■ Provided entries:
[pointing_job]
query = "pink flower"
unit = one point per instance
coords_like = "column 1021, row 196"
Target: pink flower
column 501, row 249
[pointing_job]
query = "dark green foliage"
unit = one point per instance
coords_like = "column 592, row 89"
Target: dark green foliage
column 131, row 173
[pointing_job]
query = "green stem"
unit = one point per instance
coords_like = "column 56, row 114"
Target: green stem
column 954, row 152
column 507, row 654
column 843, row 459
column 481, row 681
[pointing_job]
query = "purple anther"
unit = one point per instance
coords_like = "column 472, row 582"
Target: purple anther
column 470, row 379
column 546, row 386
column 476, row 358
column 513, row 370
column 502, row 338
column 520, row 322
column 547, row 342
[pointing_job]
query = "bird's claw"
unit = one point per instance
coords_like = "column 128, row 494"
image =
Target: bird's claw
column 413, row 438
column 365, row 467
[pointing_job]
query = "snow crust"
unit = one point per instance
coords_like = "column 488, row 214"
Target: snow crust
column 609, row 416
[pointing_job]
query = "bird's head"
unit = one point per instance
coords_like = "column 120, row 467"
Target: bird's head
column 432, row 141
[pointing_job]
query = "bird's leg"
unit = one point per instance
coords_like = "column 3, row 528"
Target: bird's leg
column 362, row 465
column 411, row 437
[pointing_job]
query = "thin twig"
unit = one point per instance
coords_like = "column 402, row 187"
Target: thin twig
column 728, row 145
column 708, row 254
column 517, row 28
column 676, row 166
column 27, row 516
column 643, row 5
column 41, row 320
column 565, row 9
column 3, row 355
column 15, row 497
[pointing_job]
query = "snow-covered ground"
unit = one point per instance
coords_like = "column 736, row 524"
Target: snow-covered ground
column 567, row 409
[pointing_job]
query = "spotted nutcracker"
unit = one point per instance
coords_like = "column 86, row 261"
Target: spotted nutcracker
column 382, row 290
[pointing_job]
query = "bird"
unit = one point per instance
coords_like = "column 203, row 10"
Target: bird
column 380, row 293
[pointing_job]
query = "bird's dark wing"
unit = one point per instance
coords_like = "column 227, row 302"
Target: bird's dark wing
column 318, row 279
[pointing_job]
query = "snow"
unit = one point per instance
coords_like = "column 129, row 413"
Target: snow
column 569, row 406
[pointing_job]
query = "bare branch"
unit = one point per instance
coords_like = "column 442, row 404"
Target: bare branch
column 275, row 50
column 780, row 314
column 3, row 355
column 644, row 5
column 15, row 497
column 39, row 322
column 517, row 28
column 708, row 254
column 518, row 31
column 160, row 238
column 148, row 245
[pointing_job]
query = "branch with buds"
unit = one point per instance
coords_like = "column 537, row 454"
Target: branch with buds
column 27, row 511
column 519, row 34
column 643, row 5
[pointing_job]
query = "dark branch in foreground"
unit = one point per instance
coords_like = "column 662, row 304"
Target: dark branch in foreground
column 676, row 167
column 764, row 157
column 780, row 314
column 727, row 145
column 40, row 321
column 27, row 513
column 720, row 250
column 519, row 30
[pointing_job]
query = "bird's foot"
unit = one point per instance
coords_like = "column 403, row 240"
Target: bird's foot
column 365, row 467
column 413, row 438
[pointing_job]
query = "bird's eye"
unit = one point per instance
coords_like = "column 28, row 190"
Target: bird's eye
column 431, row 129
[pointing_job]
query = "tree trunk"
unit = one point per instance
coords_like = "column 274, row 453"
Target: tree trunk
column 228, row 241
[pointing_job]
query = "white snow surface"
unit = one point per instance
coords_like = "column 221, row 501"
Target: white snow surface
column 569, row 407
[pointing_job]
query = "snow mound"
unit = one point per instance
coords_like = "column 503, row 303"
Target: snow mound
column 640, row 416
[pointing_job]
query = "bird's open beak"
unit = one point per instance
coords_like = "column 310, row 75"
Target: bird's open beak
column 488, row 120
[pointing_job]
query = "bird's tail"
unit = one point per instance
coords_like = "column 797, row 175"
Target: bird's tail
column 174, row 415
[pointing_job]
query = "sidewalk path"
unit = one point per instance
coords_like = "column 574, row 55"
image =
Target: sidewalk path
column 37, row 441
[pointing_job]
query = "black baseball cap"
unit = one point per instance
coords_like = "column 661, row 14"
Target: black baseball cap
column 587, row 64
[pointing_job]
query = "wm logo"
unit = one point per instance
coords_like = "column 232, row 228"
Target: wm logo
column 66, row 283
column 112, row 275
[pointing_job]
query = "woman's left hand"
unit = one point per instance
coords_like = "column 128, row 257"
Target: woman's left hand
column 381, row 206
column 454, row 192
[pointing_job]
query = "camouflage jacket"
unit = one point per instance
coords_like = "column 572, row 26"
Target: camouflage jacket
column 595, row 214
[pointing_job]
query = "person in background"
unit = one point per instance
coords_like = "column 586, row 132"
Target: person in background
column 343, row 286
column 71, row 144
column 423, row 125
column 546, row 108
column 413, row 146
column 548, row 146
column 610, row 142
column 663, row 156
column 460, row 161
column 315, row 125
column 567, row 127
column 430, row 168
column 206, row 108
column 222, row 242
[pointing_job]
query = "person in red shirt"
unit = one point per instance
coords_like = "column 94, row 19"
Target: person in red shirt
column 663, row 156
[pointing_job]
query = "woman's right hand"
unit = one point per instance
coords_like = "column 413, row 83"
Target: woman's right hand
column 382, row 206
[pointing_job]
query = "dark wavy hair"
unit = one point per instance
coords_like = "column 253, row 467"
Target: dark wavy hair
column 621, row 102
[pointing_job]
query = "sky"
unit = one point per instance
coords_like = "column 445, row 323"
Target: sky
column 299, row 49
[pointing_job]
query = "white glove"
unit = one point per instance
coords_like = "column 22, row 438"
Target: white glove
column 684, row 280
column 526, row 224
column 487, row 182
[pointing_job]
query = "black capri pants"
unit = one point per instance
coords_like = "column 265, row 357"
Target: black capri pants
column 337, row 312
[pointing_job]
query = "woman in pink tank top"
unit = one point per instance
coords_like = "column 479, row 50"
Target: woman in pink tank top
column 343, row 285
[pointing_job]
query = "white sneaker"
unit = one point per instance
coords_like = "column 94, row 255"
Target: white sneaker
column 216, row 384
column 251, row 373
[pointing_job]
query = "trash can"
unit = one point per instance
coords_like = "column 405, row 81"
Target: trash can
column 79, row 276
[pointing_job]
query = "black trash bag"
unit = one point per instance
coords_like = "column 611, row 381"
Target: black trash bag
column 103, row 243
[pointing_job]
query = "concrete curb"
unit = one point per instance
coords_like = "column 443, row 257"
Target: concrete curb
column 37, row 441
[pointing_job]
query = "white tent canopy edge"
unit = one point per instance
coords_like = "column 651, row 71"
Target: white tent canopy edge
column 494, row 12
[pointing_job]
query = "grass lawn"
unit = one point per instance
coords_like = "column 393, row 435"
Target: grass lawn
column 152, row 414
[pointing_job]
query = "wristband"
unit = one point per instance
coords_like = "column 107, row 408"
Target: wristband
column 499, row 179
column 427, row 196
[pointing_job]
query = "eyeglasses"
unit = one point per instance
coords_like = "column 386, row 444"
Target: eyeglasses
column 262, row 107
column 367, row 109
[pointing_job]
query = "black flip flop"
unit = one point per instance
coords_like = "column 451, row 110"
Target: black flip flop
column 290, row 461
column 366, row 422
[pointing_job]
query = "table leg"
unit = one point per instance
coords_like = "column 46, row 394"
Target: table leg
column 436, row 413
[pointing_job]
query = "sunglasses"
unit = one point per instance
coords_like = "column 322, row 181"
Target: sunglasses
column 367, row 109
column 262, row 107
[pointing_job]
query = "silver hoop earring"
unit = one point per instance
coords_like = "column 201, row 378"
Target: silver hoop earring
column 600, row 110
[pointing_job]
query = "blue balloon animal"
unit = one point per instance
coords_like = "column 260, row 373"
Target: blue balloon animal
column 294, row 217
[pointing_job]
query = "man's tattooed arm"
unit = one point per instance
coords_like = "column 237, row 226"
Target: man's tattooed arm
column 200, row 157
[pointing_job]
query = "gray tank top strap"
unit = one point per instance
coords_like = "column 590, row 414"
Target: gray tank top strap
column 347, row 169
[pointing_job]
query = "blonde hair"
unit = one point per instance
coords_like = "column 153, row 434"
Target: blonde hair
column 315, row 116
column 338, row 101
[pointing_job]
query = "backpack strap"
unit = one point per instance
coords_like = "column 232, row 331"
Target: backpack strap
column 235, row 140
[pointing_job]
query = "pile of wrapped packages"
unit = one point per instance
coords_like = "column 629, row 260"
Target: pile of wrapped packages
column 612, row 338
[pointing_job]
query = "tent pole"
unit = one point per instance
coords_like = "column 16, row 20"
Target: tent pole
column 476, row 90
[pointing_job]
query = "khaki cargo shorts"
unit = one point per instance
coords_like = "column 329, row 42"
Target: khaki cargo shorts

■ Try it:
Tell how many lines of the records above contain "khaki", replying with the number only.

■ Output:
2